TASK GOAL: Skip the pictures and quote all of the lines exactly.

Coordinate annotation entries
+--

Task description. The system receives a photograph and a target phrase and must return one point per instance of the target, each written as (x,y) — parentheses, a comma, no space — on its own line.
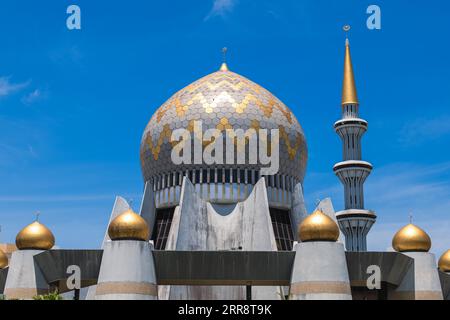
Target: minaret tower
(355,222)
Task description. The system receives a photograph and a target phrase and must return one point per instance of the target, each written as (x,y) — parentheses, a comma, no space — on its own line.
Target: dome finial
(349,95)
(224,66)
(346,29)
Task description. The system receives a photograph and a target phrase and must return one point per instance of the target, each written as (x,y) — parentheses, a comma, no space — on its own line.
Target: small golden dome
(444,262)
(3,260)
(318,227)
(35,236)
(411,238)
(129,226)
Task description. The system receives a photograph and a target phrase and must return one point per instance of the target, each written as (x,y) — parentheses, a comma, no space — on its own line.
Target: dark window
(162,227)
(282,229)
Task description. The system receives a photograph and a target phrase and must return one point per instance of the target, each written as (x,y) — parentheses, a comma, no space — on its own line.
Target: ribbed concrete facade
(248,227)
(423,282)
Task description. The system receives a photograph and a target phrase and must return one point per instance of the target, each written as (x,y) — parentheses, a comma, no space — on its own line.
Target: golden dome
(129,226)
(318,227)
(411,238)
(444,262)
(35,236)
(3,260)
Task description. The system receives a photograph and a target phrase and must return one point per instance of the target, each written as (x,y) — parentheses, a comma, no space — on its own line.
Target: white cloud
(7,87)
(32,97)
(221,8)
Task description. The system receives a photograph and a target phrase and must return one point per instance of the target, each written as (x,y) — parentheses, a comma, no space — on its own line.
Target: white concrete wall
(320,272)
(198,227)
(25,279)
(127,272)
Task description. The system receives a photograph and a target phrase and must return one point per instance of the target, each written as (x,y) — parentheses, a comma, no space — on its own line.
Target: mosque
(227,231)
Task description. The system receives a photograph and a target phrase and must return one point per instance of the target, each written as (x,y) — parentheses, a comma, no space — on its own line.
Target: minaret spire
(349,95)
(355,221)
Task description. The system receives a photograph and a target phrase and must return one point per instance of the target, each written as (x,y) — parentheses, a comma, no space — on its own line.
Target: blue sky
(74,104)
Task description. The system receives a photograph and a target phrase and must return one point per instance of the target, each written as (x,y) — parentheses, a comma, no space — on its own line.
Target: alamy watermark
(217,147)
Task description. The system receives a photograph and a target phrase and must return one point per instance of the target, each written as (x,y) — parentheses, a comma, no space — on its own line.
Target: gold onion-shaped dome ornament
(129,226)
(444,262)
(318,227)
(411,238)
(35,236)
(3,260)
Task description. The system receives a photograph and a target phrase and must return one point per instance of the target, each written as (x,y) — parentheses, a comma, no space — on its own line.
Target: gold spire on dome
(3,260)
(349,95)
(411,238)
(224,66)
(35,236)
(129,226)
(444,262)
(318,227)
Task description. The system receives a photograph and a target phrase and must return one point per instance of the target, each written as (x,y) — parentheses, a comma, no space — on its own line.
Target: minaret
(355,222)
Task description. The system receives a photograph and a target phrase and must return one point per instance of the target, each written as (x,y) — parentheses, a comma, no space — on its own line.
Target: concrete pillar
(423,283)
(320,272)
(25,279)
(127,272)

+--

ANSWER TO THE EXERCISE:
Task description. The system receives a photograph and a target phrase and must return one point per instance of the target, each written as (x,y) — parentheses, a comma, no space — on its own line.
Target: minaret tower
(355,222)
Task description. The system receives a photograph and a target phrase and must return one point per instance of the target, each written as (x,y) — parentheses, a comma, no space — on its own line.
Target: dome finial
(349,95)
(224,66)
(346,29)
Task description. The system receives a photograph and a target phrase and must return one point per instance of the target, each written as (x,y) — parentheses, a comma, no space — on its own line.
Target: small golden dome
(444,262)
(3,260)
(318,227)
(35,236)
(411,238)
(129,226)
Task description. The system receives a photograph and a target phrase and must return one point per instance of the target, each written as (x,y) — parentheses, a comma, no space — on its own line.
Target: dark window
(162,227)
(282,229)
Task description. The system receives a photograph and a target phrase and must return one point per instance of the target, each written as (x,y) — parentheses, a comma, no space — on its own line.
Target: ribbed concrete facade
(248,227)
(423,282)
Task description. The system receives a photograph and a target phrase and must return one point per instance of the target, each written as (x,y) — parentheses, a comma, no space — on its own line.
Target: golden dome
(129,226)
(318,227)
(411,238)
(444,262)
(35,236)
(3,260)
Task description. The system receives a photograph and a target phrase and must return one point per instance of the target, each written as (x,y) — parentheses, a comma, no space — on its own line.
Target: white cloud
(7,87)
(32,97)
(221,8)
Task description. The system receives a photograph and a target phrase and must return one point per instance of the target, each written as (x,y) — parentheses, a comma, no space — on its own line.
Target: white concrete wall
(320,272)
(198,227)
(25,279)
(127,272)
Task description. The system receives a photograph and a target phrase and must return one point per instance of the target, each written as (x,y) — parentheses, a comma, no space — on its own line.
Target: mosque
(227,231)
Task description. The system receives a photograph and a target phrase and must return one point per instance of the target, each written as (x,y) — parentheses, a comma, no space — on its own line.
Target: minaret spire
(349,95)
(355,221)
Task description. The system receives a photograph and a target phrase and must return one point per instance of the target, each written as (x,y) — parentheses, a comma, no space — on its own line.
Target: blue sky
(74,104)
Task description. The system receives a photograph and a target phrase and must return one point per instance of the target, each written as (x,y) — parentheses, a comma, no space — on its own line.
Target: alamy watermark
(217,147)
Task description. The system receives a photograph and a target phrase and must return one point per instance of the target, each written as (x,y) — parentheses, a comma, no space — on its own line.
Target: gold onion-shaped dome ornament
(129,226)
(444,262)
(318,227)
(411,238)
(35,236)
(3,260)
Task description. The system receives a photograph and a target phrase and must return one point per instance of the target, each written as (x,y) — parentheses, a comma, no space — on its own line.
Target: gold spire on dome
(3,260)
(349,95)
(411,238)
(224,66)
(35,236)
(129,226)
(444,262)
(318,227)
Task description. The system receives a photograph and a target phrase and must return one point per instance of the target, each written as (x,y) — parentheses, a comma, no space — on its own line.
Target: minaret
(355,222)
Task description. The system receives a photograph and a target phrase and must return one point per instance of the target, each written as (x,y) — parentheses, a comma, no space — on its own line.
Target: concrete pillar
(423,283)
(320,272)
(25,279)
(127,272)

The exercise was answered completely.